- **CHALLENGE**
Format everything from the start of the listing down to and including the line that contains "(1166, 285)" as a Markdown table with the columns No. and Line, giving each line a row number and omitting blank lines.

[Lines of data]
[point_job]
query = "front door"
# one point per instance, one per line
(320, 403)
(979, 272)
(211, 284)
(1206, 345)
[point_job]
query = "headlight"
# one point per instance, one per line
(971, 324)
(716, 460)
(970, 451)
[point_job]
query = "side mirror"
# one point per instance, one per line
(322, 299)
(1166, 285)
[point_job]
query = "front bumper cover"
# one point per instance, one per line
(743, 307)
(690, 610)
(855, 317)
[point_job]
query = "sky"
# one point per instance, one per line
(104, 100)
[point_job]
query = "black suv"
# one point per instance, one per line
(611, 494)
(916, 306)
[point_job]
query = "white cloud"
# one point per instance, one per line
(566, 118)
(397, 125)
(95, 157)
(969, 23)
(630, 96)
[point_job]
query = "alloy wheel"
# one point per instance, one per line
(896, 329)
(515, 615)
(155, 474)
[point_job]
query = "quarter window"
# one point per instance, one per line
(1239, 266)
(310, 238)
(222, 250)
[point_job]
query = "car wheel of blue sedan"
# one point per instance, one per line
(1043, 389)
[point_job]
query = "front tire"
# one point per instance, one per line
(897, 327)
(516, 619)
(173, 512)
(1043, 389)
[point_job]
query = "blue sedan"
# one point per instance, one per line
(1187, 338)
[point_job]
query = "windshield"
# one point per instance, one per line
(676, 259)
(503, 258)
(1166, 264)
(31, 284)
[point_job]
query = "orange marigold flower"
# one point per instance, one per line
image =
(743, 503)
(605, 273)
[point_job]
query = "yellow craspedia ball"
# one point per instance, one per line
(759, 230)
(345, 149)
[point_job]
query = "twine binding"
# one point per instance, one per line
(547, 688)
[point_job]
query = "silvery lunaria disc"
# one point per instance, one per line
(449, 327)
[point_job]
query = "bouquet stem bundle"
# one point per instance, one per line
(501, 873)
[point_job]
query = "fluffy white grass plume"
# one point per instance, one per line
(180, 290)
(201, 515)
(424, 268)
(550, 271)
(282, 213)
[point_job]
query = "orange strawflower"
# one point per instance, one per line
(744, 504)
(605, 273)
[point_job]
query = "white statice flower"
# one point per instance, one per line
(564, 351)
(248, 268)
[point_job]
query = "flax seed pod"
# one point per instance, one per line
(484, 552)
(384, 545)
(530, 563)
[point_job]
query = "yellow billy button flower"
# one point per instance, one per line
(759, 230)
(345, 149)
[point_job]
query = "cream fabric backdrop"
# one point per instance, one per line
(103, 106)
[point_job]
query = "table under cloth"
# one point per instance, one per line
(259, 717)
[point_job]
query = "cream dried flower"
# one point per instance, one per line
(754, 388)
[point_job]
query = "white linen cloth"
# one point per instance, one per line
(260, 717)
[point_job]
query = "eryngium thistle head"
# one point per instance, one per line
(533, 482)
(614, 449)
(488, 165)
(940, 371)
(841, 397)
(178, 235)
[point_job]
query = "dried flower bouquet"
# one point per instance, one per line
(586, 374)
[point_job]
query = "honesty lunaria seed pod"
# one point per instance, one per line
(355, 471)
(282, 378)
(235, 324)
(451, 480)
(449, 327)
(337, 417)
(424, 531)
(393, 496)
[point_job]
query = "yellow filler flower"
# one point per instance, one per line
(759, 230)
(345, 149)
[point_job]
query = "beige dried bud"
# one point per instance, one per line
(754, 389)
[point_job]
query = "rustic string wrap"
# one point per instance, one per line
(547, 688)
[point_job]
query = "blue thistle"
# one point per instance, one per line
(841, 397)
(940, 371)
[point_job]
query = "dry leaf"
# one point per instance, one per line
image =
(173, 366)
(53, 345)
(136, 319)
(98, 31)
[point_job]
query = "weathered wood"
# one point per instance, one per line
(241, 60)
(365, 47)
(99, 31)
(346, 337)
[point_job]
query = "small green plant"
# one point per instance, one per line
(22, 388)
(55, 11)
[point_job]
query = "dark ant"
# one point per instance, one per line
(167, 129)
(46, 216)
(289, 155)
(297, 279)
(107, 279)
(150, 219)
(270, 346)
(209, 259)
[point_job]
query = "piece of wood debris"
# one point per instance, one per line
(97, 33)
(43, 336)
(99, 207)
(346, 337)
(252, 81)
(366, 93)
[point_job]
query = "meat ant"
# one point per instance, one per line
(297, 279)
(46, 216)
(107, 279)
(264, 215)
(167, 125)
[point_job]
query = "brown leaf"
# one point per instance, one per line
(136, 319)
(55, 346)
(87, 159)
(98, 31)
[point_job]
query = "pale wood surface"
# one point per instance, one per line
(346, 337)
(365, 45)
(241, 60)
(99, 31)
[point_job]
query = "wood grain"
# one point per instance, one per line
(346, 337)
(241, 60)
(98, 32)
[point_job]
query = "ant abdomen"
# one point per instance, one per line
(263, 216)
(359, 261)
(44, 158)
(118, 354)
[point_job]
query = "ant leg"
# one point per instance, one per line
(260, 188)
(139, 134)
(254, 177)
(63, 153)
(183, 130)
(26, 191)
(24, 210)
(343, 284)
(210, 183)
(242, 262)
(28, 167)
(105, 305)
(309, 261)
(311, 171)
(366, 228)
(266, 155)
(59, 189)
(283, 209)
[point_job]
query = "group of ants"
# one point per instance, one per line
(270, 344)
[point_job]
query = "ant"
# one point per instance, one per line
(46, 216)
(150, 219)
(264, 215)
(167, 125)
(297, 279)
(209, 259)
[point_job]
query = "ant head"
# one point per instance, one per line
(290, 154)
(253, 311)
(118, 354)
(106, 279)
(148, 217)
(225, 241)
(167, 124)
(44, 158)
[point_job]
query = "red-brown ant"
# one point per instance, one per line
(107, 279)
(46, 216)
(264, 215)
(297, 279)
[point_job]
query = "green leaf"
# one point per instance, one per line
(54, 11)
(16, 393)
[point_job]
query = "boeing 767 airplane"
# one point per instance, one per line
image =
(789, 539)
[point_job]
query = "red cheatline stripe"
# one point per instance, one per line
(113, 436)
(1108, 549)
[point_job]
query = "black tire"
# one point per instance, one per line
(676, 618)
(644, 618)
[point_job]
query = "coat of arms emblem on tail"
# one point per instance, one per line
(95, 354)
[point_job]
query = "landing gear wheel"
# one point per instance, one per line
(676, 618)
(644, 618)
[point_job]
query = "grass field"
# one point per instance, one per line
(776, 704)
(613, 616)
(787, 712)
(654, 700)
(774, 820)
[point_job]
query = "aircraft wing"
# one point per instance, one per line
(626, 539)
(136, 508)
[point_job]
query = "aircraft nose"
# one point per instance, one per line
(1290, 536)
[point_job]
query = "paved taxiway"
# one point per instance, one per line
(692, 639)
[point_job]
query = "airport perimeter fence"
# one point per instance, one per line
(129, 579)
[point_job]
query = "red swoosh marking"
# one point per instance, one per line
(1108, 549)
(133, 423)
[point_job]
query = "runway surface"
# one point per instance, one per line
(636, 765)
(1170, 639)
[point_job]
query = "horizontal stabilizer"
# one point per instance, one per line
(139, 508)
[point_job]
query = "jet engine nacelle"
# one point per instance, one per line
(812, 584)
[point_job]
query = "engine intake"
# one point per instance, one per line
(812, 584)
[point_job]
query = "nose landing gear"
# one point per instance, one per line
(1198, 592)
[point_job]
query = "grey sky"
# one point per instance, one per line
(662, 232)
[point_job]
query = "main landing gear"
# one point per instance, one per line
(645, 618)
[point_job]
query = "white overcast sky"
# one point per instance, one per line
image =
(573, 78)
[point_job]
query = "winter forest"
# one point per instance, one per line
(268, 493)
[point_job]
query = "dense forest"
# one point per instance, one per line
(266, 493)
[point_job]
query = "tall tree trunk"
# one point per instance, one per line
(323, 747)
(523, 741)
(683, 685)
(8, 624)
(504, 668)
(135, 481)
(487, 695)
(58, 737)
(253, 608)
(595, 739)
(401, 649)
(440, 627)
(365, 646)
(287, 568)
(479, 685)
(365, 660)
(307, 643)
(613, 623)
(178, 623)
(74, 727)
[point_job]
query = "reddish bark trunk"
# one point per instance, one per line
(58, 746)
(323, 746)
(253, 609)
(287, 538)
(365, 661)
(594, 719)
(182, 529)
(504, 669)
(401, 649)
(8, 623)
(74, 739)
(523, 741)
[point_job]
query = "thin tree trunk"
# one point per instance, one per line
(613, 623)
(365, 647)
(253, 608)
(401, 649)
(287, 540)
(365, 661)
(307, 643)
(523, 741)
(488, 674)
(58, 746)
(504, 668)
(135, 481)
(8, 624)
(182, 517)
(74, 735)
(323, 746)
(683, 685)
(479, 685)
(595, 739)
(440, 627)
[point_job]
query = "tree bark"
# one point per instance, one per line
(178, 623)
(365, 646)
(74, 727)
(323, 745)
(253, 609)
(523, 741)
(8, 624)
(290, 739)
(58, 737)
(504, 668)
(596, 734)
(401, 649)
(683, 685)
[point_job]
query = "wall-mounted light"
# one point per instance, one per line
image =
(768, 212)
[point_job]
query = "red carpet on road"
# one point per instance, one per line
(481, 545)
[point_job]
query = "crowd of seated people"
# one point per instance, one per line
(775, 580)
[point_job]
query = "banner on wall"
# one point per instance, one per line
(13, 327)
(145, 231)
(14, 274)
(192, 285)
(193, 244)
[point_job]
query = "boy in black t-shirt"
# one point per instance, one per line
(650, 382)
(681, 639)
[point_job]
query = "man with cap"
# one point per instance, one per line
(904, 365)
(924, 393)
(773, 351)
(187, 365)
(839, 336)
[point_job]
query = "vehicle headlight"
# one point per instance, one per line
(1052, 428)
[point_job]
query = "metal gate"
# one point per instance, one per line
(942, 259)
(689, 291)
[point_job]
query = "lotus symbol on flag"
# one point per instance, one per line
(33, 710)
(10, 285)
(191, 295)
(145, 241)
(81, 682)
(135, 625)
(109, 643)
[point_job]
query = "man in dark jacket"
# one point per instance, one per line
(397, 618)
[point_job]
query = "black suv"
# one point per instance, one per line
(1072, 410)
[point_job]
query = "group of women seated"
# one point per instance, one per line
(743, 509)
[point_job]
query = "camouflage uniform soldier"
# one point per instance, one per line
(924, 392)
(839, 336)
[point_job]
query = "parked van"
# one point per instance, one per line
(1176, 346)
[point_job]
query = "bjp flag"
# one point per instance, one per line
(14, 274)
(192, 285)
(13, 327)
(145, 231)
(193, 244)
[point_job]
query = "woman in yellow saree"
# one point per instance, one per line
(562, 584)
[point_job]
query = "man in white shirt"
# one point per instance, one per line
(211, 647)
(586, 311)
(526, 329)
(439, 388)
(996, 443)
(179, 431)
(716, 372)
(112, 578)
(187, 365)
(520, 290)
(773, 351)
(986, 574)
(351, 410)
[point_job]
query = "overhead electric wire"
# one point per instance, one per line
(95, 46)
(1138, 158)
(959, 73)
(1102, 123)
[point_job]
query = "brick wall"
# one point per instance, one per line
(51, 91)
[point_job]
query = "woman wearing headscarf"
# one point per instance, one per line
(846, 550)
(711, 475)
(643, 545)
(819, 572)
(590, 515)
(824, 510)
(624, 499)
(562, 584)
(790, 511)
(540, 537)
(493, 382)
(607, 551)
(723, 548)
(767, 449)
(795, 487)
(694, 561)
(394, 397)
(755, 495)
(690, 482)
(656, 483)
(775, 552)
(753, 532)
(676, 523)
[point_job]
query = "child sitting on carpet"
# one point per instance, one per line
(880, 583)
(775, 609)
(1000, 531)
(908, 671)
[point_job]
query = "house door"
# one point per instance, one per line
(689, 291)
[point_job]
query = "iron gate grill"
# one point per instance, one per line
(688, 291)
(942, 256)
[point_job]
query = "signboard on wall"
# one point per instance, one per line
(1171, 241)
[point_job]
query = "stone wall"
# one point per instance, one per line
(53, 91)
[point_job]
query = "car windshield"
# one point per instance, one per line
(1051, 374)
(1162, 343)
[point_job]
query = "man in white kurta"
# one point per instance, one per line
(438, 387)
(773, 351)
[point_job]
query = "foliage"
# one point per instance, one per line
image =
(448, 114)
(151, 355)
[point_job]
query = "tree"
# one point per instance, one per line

- **SOLUTION BELOW**
| No. | Line |
|---|---|
| 1 | [point_job] |
| 2 | query = "front door" |
| 3 | # one point per instance, one per line |
| 4 | (320, 403) |
| 5 | (979, 272) |
| 6 | (211, 284) |
| 7 | (1206, 345) |
| 8 | [point_job] |
| 9 | query = "headlight" |
| 10 | # one point per instance, one per line |
| 11 | (971, 324) |
| 12 | (716, 460) |
| 13 | (970, 451) |
| 14 | [point_job] |
| 15 | query = "side mirror" |
| 16 | # one point per instance, one per line |
| 17 | (322, 299) |
| 18 | (1166, 285) |